*TASK STATEMENT*.
Every record, down to the last line, must be given again exactly.

(Natural-language object grounding data)
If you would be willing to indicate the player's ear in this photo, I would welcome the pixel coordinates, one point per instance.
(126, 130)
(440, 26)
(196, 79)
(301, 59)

*WRITTEN ANSWER*.
If you would be willing to indicate the player's ear in this photo, I would welcome the pixel coordinates, one point per instance.
(126, 130)
(440, 26)
(196, 79)
(301, 59)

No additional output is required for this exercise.